■ What is being asked:
Everything in the data below should be restated word for word.
^^^^^^^^^^^^^^^^
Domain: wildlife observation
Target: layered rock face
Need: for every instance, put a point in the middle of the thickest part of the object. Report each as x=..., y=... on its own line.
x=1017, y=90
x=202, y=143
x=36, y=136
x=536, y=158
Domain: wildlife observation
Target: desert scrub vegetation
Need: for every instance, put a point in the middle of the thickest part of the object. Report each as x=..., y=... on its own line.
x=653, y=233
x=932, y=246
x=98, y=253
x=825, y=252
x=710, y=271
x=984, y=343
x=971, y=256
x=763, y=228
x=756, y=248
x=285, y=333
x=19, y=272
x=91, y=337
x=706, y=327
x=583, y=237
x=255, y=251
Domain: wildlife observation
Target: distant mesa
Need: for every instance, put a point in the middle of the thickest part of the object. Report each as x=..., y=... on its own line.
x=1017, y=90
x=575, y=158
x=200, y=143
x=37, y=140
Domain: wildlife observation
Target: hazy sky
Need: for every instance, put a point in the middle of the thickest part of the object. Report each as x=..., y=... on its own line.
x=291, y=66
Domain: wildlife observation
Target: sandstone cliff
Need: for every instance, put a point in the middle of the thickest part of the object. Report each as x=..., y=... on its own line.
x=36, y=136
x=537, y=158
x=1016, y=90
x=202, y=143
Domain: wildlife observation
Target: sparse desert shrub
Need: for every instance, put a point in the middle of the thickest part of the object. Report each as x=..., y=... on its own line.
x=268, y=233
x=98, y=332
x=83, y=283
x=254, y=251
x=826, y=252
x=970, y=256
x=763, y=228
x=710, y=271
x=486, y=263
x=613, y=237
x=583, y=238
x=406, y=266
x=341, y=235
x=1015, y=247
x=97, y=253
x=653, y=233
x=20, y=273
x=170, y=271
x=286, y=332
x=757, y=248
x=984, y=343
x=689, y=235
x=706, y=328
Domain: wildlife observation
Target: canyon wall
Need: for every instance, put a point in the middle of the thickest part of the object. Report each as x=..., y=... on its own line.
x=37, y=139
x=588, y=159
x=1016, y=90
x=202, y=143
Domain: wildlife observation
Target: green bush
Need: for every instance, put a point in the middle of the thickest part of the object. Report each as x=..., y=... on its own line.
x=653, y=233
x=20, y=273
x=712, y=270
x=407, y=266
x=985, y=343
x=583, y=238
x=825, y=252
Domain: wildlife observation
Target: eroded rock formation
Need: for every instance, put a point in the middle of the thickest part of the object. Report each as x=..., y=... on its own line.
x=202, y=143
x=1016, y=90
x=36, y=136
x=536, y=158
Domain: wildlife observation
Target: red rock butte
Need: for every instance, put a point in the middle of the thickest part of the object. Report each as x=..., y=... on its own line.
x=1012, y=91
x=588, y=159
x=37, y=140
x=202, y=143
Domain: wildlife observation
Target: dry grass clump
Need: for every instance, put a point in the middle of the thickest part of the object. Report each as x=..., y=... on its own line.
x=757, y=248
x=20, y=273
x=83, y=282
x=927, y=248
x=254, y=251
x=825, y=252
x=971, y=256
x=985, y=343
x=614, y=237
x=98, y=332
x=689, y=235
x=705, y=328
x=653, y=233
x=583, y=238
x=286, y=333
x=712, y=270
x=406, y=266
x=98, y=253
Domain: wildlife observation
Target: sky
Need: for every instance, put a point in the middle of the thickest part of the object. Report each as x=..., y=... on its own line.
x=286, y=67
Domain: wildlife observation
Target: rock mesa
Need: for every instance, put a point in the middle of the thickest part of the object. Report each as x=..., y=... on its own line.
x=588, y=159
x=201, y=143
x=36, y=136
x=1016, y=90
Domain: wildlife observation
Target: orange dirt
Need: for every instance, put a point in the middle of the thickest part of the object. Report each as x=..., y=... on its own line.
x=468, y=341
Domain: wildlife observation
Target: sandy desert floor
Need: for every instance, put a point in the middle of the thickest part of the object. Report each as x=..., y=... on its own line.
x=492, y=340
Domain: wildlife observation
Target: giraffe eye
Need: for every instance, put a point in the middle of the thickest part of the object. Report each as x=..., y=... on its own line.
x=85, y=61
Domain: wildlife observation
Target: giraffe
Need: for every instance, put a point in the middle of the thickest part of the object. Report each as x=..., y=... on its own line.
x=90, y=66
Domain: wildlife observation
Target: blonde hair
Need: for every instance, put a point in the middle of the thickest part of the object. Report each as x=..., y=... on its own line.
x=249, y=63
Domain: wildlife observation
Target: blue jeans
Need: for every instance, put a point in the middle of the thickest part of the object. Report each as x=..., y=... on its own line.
^^^^^^^^^^^^^^^^
■ Answer to this exercise:
Domain: wildlife observation
Target: layered rock face
Need: for every instance, put a point in the middle of the thickest part of the object. Report each as x=..., y=... on its own line.
x=1017, y=90
x=202, y=143
x=36, y=136
x=536, y=158
Domain: wildlife observation
Target: desert scrub vegetation
Need: for every instance, put a point in the middle of the thickest part of the object. Report each as x=..., y=... on its own line.
x=653, y=233
x=932, y=246
x=98, y=253
x=825, y=252
x=710, y=271
x=984, y=343
x=971, y=256
x=763, y=228
x=756, y=248
x=285, y=333
x=19, y=272
x=91, y=337
x=706, y=327
x=583, y=237
x=255, y=251
Domain: wildlife observation
Target: distant mesa
Need: for every instance, put a point in the middle of the thickest part of the object. Report each as x=..., y=... on its own line.
x=1017, y=90
x=575, y=158
x=200, y=143
x=37, y=140
Domain: wildlife observation
Target: hazy sky
Need: for every instance, put a point in the middle of the thickest part of the object. Report each as x=..., y=... on its own line.
x=291, y=66
Domain: wildlife observation
Target: sandstone cliff
Need: for every instance, put a point in the middle of the thickest part of the object. Report each as x=..., y=... on its own line.
x=36, y=136
x=537, y=158
x=1016, y=90
x=202, y=143
Domain: wildlife observation
Target: sparse desert shrub
Need: for every instance, put a point in the middle of the thickest part of the object. Report each as x=..., y=... on its own line.
x=268, y=233
x=98, y=332
x=83, y=283
x=254, y=251
x=826, y=252
x=970, y=256
x=763, y=228
x=710, y=271
x=486, y=263
x=613, y=237
x=583, y=238
x=406, y=266
x=341, y=235
x=1015, y=247
x=97, y=253
x=653, y=233
x=20, y=273
x=170, y=271
x=286, y=332
x=757, y=248
x=984, y=343
x=689, y=235
x=706, y=328
Domain: wildlife observation
Target: canyon wall
Need: for every instance, put a point in the middle of the thickest part of the object. Report each as x=..., y=... on its own line.
x=37, y=139
x=588, y=159
x=1016, y=90
x=202, y=143
Domain: wildlife observation
Target: green bush
Need: for every instance, put a point in the middle of the thickest part of the object. Report each as x=..., y=... on its own line.
x=653, y=233
x=20, y=273
x=712, y=270
x=407, y=266
x=985, y=343
x=583, y=238
x=825, y=252
Domain: wildlife observation
Target: eroded rock formation
Need: for every instance, put a point in the middle of the thickest part of the object. Report each as x=..., y=... on its own line.
x=202, y=143
x=1016, y=90
x=36, y=136
x=536, y=158
Domain: wildlife observation
Target: red rock butte
Need: for every instance, put a point in the middle of the thickest part of the object. Report each as x=..., y=... on its own line.
x=1012, y=91
x=588, y=159
x=37, y=140
x=202, y=143
Domain: wildlife observation
Target: dry grass clump
Need: for every instance, put a point in the middle of the thickest part of the object. Report each as x=..., y=... on its own line.
x=757, y=248
x=20, y=273
x=83, y=282
x=927, y=248
x=254, y=251
x=825, y=252
x=971, y=256
x=985, y=343
x=614, y=237
x=98, y=332
x=689, y=235
x=705, y=328
x=653, y=233
x=583, y=238
x=286, y=333
x=712, y=270
x=406, y=266
x=98, y=253
Domain: wildlife observation
Target: sky
Need: for every instance, put a point in the middle of the thickest part of the object. Report each as x=..., y=... on its own line.
x=286, y=67
Domain: wildlife observation
Target: rock mesa
Need: for every instance, put a point in the middle of the thickest part of the object. Report each as x=..., y=... on its own line.
x=588, y=159
x=201, y=143
x=36, y=136
x=1016, y=90
Domain: wildlife observation
Target: orange dirt
Need: for every instance, put a point in the middle of the thickest part of the object. Report each as x=..., y=... on its own line.
x=468, y=341
Domain: wildlife observation
Target: sandy desert floor
Need: for every instance, put a point in the middle of the thickest part of the object. Report each as x=..., y=... on its own line.
x=492, y=340
Domain: wildlife observation
Target: giraffe eye
Need: for every instance, put a point in the middle of the thickest part of the object. Report each as x=..., y=... on its own line.
x=85, y=61
Domain: wildlife observation
Target: giraffe
Need: for every instance, put a point in the middle of the thickest part of the object. Report each as x=..., y=... on its own line.
x=90, y=66
Domain: wildlife observation
Target: blonde hair
Need: for every instance, put a point in the middle of the thickest part of the object. Report each as x=..., y=... on its own line.
x=249, y=63
Domain: wildlife observation
Target: blue jeans
Need: for every instance, put a point in the middle of the thickest part of the object. Report each as x=..., y=... on its own line.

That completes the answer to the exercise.